Regional equity performance for the quarter was varied. The US equity and US equity 130-30 long-short strategies outperformed,
largely due to favorable stock selection, particularly overweight positions in automobiles and automobile components and railroads
coupled with underweight positions in real estate investment trusts. Canadian, Australian and Asian equity performances were
also strong, while European and Japanese strategies underperformed. Most small cap capabilities performed well.
All growth equity capabilities, with the exception of US Mid Cap Growth, underperformed their respective benchmarks in second
quarter. The US Large Cap Growth performance lagged due to stock selection in the consumer discretionary, industrials and
utilities sectors. The US Mid Cap Growth capability was ahead of its benchmark, driven largely by both sector allocation and
stock selection in the consumer discretionary, energy and financial sectors. The US Small Cap Growth capability was negatively
impacted by stock selection in the consumer discretionary, industrial and information technology sectors.
Yields rose across all major developed bond markets in second quarter and our bond portfolios were positioned to benefit from
this movement. Lower rated residential mortgage-backed securities performed poorly as homeowner defaults exceeded market expectations
in terms of level and rapidity. Credit spreads in other portions of the market widened in sympathy as market liquidity diminished.

Set problem a: Edit the records from their start through the line containing "Provide the mask of every instance of the stool", replacing "cushion" with "pad" and leaving everything else unchanged. Give back only those lines, without the picture.

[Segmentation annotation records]
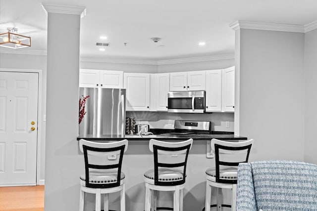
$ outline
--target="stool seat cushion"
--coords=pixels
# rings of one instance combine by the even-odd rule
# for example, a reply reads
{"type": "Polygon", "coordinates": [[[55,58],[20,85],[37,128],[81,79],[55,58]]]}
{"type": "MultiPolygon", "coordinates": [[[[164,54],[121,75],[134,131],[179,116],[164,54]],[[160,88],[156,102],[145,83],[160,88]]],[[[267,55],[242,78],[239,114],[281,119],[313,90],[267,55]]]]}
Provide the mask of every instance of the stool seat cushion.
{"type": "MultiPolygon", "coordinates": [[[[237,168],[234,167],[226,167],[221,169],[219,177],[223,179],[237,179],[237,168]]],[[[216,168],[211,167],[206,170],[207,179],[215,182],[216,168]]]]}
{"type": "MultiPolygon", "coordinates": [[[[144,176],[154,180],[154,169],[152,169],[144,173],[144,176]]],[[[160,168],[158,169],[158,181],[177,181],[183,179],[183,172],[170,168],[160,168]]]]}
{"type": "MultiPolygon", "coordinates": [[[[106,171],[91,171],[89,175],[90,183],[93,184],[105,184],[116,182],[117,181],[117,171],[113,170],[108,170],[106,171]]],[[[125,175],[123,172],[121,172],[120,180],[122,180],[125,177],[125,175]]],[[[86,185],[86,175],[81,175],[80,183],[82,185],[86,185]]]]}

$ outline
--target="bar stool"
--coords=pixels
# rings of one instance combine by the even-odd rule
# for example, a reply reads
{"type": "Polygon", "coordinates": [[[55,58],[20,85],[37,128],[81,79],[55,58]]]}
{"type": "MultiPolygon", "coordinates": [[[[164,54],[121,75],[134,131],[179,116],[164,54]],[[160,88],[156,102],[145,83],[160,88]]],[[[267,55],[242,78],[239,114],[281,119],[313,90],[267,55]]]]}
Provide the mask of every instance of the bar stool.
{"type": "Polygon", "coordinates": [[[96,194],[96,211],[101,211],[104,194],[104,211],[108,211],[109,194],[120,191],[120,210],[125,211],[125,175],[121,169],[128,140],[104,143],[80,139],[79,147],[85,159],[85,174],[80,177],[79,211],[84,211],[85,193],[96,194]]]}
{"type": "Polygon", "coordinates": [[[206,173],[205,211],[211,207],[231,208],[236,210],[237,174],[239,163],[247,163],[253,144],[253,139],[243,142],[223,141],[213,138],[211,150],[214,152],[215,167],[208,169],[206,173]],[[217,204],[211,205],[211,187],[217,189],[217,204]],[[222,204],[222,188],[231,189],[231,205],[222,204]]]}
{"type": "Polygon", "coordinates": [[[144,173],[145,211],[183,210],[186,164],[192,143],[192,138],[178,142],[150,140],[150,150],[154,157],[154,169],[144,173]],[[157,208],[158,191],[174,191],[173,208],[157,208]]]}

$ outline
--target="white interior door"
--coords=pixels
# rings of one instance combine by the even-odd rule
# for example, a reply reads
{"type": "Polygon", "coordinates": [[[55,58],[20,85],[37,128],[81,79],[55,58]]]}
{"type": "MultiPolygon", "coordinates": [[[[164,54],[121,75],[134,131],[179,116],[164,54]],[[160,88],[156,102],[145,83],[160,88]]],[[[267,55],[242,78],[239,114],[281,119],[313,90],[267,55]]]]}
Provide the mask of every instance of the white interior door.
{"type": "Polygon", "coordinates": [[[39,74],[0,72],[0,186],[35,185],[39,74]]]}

Set problem b: In the text excerpt on quarterly investment performance, which growth equity capability finished ahead of its benchmark in the second quarter?

Task solution a:
$ outline
--target="stool seat pad"
--coords=pixels
# rings of one instance combine by the even-odd rule
# for example, a reply reads
{"type": "Polygon", "coordinates": [[[55,58],[20,85],[37,128],[81,79],[55,58]]]}
{"type": "MultiPolygon", "coordinates": [[[[164,54],[121,75],[134,131],[179,116],[164,54]],[[160,88],[156,102],[145,83],[160,88]]],[[[267,55],[242,78],[239,114],[281,119],[313,90],[267,55]]]]}
Provide the mask of every instance of the stool seat pad.

Task solution b: US Mid Cap Growth